Objective: Rewrite the labeling instructions, beginning at the words "- Atomic — one" and stopping after "motions (move, retract)", with "gripper-open events" changed to "gripper-release events".

Supplied text:
* * * * * * *

You are inspecting {n_episodes} sample episode video(s) from a teleoperated
robot dataset. Every episode in the dataset performs the SAME task; the
user originally asked: "{episode_task}".

Watch all the clips and produce a SHORT canonical vocabulary that every
episode in this dataset will reuse. The downstream low-level policy is
conditioned on these strings — duplicate phrasings (e.g. "grasp blue
cube" vs "pick up the blue cube") would destroy the conditioning, so
pick one wording per concept and reuse it everywhere.

Decide how many entries each list needs YOURSELF based on what you see —
the smallest set that still covers every recurring phase in the demos.
A simple two-object pick-and-place might need ~6 subtask labels and 2
memory milestones; a long multi-step recipe needs more. Err on the side
of FEWER — extra entries that don't recur across episodes weaken the
conditioning.

You output two lists:

1. `subtasks`: imperative, telegraphic commands the robot can execute.
   - Verb-first. Drop articles, adverbs, qualifiers.
   - Consistent object nouns (if the task says "cube", every subtask says
     "cube" — never "block" / "object").
   - Atomic — one skill per subtask (gripper-open events, contact, regrasps,
     transitions all become cut points).
   - Each label must recur across the demos. If you see a motion only
     once across all sample clips, it probably isn't a canonical phase.
   - Good: "move to blue cube", "grasp blue cube", "lift blue cube",
     "place blue cube in box", "release blue cube", "retract arm".
   - Bad: "the robot arm moves towards the blue cube" (third person,
     too long), "carefully pick up the cube" (adverb, article),
     "carrying the yellow cube over the green basket" (gerund — should
     be imperative "transport yellow cube to green basket").

2. `memory_milestones`: first-person past-tense sentences the running
   memory composes from. Each subtask phase that produces a lasting
   change should have a milestone; transient motions (move, retract)
   should NOT.
   - First person, past tense. Start with "I".
   - One sentence. Functional outcome only — no grasp / motion detail.
   - Good: "I picked up the blue cube.", "I placed the blue cube in
     the green box.", "I wiped the counter."
   - Bad: "The robot arm grasped the blue cube." (third person),
     "I carefully grasped the blue cube with the parallel gripper."
     (irrelevant detail), "I moved towards the blue cube." (transient
     motion — should be omitted, not memorialised).

Output strictly valid JSON of shape:

  {{
    "subtasks": ["<verb phrase>", ...],
    "memory_milestones": ["I <past-tense sentence>.", ...]
  }}

* * * * * * *

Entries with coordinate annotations

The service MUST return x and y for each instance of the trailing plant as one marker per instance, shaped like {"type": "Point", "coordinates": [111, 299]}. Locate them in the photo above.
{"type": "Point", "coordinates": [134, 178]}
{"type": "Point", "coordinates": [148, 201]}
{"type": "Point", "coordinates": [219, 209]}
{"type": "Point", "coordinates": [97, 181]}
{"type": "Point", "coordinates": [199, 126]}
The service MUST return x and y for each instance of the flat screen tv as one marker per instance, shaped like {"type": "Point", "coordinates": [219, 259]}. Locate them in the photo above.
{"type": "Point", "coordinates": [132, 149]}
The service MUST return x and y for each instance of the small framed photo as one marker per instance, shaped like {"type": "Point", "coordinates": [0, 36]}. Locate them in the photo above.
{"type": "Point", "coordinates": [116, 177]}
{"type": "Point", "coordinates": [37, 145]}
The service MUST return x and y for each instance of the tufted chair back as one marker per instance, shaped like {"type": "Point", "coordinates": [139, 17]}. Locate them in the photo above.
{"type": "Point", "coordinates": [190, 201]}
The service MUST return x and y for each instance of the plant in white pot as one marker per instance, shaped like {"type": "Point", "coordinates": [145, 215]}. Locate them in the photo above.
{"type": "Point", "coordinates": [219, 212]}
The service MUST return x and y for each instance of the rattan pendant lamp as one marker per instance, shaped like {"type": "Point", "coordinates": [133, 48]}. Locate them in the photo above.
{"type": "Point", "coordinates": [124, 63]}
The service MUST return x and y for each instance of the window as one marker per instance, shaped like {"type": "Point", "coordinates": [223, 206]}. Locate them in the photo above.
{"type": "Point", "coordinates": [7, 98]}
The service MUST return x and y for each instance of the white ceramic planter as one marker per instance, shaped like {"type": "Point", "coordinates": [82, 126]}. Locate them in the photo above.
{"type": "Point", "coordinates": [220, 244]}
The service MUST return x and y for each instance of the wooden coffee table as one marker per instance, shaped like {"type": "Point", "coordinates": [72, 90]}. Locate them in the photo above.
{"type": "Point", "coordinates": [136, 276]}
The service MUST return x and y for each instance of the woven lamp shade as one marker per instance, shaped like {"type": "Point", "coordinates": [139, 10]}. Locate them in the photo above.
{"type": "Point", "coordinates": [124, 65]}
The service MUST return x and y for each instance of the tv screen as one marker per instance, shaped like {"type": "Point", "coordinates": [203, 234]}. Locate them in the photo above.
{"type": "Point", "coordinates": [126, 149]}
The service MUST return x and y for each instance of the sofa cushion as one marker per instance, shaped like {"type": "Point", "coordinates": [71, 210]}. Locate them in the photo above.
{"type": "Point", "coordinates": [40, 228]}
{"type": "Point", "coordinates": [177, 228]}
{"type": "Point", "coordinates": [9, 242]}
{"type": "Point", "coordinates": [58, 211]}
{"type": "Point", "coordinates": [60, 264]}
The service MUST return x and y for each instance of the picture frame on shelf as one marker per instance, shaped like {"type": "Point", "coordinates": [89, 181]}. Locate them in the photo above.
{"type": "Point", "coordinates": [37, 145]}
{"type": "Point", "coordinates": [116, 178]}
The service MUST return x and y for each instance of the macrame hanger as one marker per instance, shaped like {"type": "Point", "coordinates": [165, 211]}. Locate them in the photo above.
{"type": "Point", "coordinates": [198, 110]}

* * * * * * *

Complete output:
- Atomic — one skill per subtask (gripper-release events, contact, regrasps,
     transitions all become cut points).
   - Each label must recur across the demos. If you see a motion only
     once across all sample clips, it probably isn't a canonical phase.
   - Good: "move to blue cube", "grasp blue cube", "lift blue cube",
     "place blue cube in box", "release blue cube", "retract arm".
   - Bad: "the robot arm moves towards the blue cube" (third person,
     too long), "carefully pick up the cube" (adverb, article),
     "carrying the yellow cube over the green basket" (gerund — should
     be imperative "transport yellow cube to green basket").

2. `memory_milestones`: first-person past-tense sentences the running
   memory composes from. Each subtask phase that produces a lasting
   change should have a milestone; transient motions (move, retract)